**INSTRUCTIONS FOR THE TASK**
Give only the number of lines in the entries below that contain the word "panel", matching case exactly.

--- BEGIN STORED RECORDS ---

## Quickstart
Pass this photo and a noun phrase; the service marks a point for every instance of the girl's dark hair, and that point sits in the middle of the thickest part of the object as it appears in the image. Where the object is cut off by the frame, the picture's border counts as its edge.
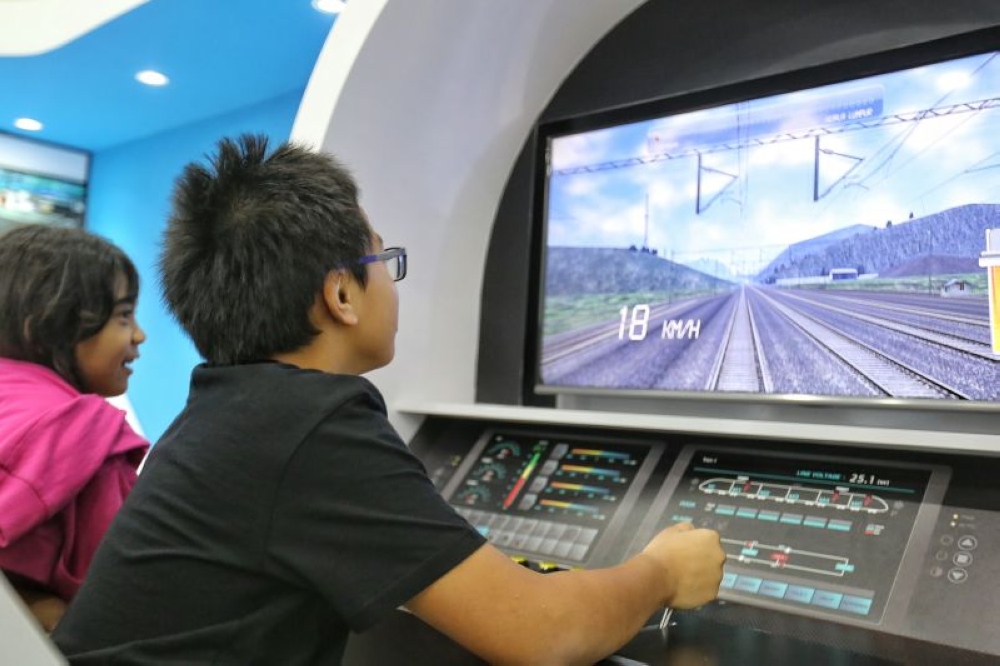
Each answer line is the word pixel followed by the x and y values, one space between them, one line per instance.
pixel 57 288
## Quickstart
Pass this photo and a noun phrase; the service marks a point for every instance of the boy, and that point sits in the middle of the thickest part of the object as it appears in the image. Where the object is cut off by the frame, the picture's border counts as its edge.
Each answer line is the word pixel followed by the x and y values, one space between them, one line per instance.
pixel 280 509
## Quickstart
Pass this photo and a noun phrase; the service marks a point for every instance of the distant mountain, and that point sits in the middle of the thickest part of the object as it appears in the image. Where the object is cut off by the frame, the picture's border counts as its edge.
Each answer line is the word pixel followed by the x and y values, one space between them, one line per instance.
pixel 813 246
pixel 948 239
pixel 712 267
pixel 602 270
pixel 933 265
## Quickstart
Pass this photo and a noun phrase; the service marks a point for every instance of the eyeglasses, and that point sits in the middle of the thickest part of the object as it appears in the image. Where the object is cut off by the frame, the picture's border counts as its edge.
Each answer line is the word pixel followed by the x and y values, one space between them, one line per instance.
pixel 395 258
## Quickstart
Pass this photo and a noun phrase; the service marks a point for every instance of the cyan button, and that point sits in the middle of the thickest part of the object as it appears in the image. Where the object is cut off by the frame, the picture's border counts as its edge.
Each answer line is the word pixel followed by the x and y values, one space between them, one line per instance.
pixel 772 588
pixel 803 595
pixel 858 605
pixel 748 584
pixel 827 599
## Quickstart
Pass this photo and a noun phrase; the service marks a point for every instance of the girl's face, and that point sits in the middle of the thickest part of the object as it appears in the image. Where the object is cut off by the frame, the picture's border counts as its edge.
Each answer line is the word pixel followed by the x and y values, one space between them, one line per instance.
pixel 103 359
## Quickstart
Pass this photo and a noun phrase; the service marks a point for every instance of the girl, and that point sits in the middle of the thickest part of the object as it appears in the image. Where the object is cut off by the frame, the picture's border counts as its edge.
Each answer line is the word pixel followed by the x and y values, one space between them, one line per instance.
pixel 68 336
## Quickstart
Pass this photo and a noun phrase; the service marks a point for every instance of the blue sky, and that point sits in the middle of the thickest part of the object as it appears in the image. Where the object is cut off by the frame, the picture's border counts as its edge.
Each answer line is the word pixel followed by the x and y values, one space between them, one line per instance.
pixel 908 167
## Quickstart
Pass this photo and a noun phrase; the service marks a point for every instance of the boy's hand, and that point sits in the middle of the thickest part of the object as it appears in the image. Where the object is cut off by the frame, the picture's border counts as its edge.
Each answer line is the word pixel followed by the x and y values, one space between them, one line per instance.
pixel 692 560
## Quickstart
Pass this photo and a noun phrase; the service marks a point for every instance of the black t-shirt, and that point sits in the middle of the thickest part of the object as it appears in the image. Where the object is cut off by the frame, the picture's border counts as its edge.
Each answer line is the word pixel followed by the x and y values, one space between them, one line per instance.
pixel 278 511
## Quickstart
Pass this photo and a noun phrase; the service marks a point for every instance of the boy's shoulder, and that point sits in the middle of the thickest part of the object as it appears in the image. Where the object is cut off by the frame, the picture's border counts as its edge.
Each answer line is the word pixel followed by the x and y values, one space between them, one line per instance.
pixel 268 391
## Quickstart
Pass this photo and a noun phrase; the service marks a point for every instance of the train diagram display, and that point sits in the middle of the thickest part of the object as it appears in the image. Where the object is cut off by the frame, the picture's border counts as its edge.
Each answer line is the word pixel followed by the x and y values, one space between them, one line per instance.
pixel 816 536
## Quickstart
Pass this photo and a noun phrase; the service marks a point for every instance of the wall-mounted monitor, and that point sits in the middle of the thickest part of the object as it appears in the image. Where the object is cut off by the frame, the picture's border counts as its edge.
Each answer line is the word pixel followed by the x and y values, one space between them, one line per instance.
pixel 819 234
pixel 42 183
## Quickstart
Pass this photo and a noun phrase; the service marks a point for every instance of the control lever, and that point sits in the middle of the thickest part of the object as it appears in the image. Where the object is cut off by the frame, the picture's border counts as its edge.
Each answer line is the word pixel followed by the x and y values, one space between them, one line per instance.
pixel 665 620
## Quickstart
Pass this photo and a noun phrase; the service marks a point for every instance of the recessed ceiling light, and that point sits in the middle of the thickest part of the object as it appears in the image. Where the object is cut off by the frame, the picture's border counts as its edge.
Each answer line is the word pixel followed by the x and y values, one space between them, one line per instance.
pixel 329 6
pixel 28 124
pixel 152 78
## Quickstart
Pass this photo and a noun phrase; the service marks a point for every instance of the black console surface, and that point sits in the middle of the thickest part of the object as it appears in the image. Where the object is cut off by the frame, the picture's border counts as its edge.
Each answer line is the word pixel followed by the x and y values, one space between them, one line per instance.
pixel 836 554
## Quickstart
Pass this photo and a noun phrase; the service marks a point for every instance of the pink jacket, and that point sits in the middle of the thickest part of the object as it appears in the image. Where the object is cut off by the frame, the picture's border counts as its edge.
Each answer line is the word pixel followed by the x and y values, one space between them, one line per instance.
pixel 67 461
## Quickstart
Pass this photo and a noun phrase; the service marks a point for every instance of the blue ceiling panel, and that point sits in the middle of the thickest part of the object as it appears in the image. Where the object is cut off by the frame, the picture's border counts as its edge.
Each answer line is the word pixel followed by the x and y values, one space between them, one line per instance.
pixel 220 55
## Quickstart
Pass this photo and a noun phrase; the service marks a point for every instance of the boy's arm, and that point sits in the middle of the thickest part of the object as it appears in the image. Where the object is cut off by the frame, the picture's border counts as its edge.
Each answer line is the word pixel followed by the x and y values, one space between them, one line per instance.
pixel 508 614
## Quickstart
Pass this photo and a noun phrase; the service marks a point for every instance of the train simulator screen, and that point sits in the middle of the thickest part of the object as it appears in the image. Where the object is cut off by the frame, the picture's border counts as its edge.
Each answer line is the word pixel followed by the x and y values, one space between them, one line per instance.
pixel 830 241
pixel 817 536
pixel 549 498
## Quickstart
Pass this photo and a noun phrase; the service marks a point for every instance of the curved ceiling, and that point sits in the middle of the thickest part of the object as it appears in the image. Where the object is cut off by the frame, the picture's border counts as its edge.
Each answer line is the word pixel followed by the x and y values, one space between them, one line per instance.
pixel 220 55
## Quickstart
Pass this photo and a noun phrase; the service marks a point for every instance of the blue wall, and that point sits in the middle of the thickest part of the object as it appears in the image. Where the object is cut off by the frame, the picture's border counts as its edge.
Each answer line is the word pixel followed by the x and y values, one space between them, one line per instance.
pixel 130 189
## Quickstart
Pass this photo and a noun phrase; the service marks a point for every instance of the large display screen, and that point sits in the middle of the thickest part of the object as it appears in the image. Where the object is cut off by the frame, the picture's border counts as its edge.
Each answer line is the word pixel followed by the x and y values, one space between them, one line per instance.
pixel 550 498
pixel 817 536
pixel 827 241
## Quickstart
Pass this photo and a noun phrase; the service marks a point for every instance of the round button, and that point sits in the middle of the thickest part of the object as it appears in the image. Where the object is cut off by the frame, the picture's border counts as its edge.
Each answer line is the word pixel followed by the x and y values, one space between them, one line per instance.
pixel 962 559
pixel 958 575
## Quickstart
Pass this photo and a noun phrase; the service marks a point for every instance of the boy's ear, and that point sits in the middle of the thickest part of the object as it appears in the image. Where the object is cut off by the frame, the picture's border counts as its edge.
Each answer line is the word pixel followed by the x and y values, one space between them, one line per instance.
pixel 338 297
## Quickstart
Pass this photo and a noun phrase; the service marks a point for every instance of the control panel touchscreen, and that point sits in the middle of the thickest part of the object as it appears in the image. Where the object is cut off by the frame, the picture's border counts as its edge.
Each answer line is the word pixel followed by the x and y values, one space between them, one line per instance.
pixel 821 536
pixel 550 498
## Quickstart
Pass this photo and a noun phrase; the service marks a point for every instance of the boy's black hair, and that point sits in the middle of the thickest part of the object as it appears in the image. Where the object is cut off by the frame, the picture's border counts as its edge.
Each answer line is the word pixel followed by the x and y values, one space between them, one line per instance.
pixel 249 242
pixel 57 288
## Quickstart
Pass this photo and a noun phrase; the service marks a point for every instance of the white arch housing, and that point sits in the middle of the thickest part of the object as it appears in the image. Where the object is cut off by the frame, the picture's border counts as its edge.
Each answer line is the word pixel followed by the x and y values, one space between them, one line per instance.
pixel 429 103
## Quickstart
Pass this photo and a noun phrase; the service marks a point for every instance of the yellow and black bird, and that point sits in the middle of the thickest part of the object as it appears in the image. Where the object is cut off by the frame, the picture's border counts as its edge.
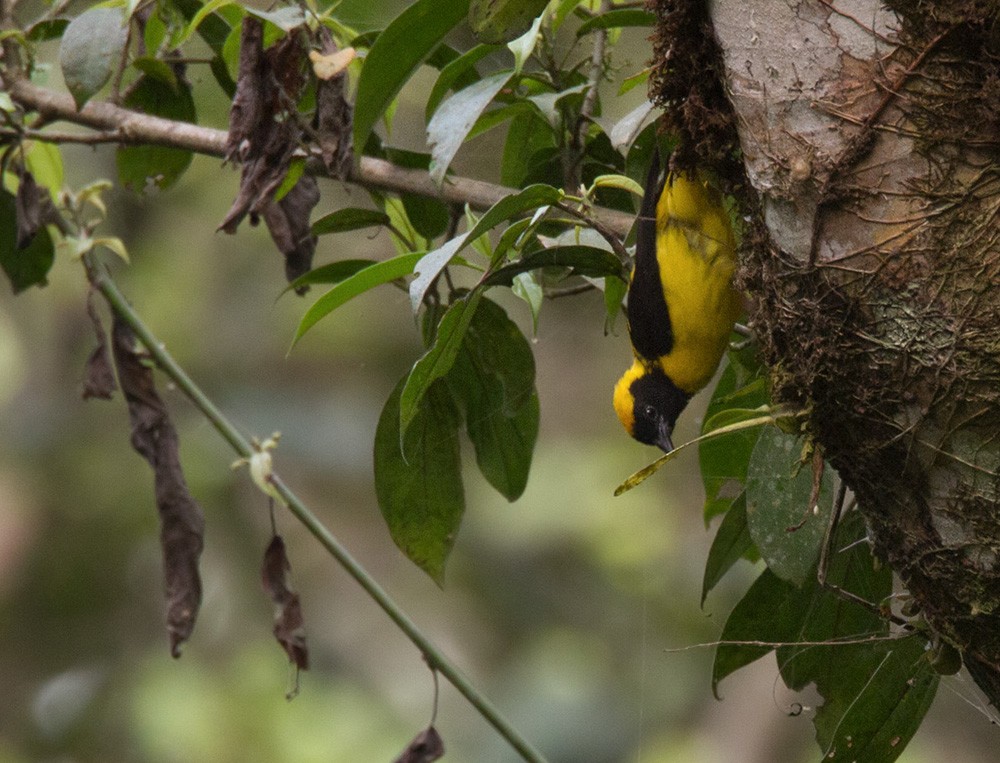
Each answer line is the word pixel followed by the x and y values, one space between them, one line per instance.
pixel 681 303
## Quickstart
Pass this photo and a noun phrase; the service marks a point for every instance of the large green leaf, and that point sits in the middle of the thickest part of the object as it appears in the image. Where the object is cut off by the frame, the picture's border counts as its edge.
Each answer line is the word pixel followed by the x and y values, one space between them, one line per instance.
pixel 724 459
pixel 771 612
pixel 161 164
pixel 363 280
pixel 456 71
pixel 24 267
pixel 438 360
pixel 784 526
pixel 876 720
pixel 431 265
pixel 614 19
pixel 397 52
pixel 420 495
pixel 455 117
pixel 732 542
pixel 582 260
pixel 92 47
pixel 347 219
pixel 332 272
pixel 493 376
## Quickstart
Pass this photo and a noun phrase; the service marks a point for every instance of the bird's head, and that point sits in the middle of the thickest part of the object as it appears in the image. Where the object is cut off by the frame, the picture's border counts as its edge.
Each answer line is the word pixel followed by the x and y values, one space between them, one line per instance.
pixel 648 403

--- END STORED RECORDS ---

**SOLVED EXERCISE**
2